== Supplied text ==

# Schwinn Stingray Fenders



## Mikey (Mar 16, 2012)

* Does anyone know how to tell if Schwinn Stingray fenders are Original or a Reproduction? Thanks!!*


----------



## Mikey (Mar 26, 2012)

*I guess nobody knows or it's easy to see the difference?? *


----------



## PCHiggin (Mar 26, 2012)

The early ones,I think before 1968 have a trimmed or "razor" edge as its called. The newer ones have a hemmed edge,the metal is folded over and flattened so not have a sharp edge. I dont think the razor fenders were ever reproduced.I had a set of repop hemmed fenders from the 90's and couldnt tell any difference.I thought they were nice as the gennies but I'm not a Sting-Ray expert.


----------



## Mikey (Mar 26, 2012)

*THANK YOU!!  Now I know that the fenders I have are Razor Edge Originals and not Repro's!!   One less part that I need for my project.....Just about ready for Primer!!      *


----------



## azcottonpicker (Mar 30, 2012)

*Stingray Fenders*

Correct early stingray fenders were "razor" edged..Standard and Deluxe front fenders had no brace but the Super Deluxe models and Krates same fender but with brace..Early krates were "razor" fenders till sometime in late 68 went rolled edge..The 1998-1999 were nice repos but bad chrome...2001 and on bad repo on aftermarket stingrays not to mention the seats on them...

===
== Data records ==

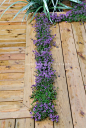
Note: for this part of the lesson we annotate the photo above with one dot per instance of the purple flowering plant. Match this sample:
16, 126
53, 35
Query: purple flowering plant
43, 91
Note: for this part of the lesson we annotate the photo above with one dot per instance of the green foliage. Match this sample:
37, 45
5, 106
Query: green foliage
40, 6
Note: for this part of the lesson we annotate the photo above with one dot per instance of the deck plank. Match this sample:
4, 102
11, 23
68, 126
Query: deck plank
9, 17
63, 106
11, 85
12, 32
11, 76
24, 123
14, 68
20, 56
80, 42
44, 124
29, 78
7, 123
11, 62
74, 79
12, 50
85, 26
14, 95
12, 27
15, 109
12, 44
20, 123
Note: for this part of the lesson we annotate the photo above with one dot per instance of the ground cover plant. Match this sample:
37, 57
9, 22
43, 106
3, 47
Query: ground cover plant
44, 92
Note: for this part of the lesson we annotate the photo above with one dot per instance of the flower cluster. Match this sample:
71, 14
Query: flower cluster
43, 90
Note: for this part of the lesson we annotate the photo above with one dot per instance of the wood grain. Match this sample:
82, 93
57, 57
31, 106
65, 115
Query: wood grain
5, 50
11, 62
11, 76
14, 68
14, 110
10, 123
20, 56
11, 85
29, 78
12, 44
11, 95
80, 42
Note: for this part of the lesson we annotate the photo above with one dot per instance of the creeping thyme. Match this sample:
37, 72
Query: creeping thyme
43, 91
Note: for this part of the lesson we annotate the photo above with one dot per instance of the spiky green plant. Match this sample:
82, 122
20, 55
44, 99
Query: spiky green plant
40, 6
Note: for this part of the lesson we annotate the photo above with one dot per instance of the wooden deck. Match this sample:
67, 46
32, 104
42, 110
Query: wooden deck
17, 66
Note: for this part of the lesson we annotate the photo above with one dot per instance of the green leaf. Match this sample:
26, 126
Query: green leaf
10, 6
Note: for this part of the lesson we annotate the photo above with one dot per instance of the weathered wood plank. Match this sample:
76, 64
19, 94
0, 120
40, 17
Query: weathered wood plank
85, 26
13, 40
13, 32
16, 56
12, 44
11, 76
11, 95
12, 27
12, 23
13, 110
11, 85
9, 17
12, 50
63, 105
80, 41
11, 62
29, 123
13, 68
13, 37
44, 124
20, 123
7, 123
74, 79
24, 123
29, 78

===

## Challenges
- a) Reproduce the Stingray fender thread verbatim from "The early ones,I" to "a Sting-Ray expert.".
- b) Answer these questions from the Stingray fender thread:
(i) According to PCHiggin, what kind of edge do the newer fenders have?
(ii) Which models had a front fender with a brace, according to azcottonpicker?
(iii) What did Mikey conclude about the fenders he has?
The records bear no relation to the Stingray fender thread.

## Exercise results
- a)
The early ones,I think before 1968 have a trimmed or "razor" edge as its called. The newer ones have a hemmed edge,the metal is folded over and flattened so not have a sharp edge. I dont think the razor fenders were ever reproduced.I had a set of repop hemmed fenders from the 90's and couldnt tell any difference.I thought they were nice as the gennies but I'm not a Sting-Ray expert.

- b)
(i) A hemmed edge, with the metal folded over and flattened so that it does not have a sharp edge.
(ii) The Super Deluxe models and the Krates.
(iii) They are Razor Edge Originals, not reproductions.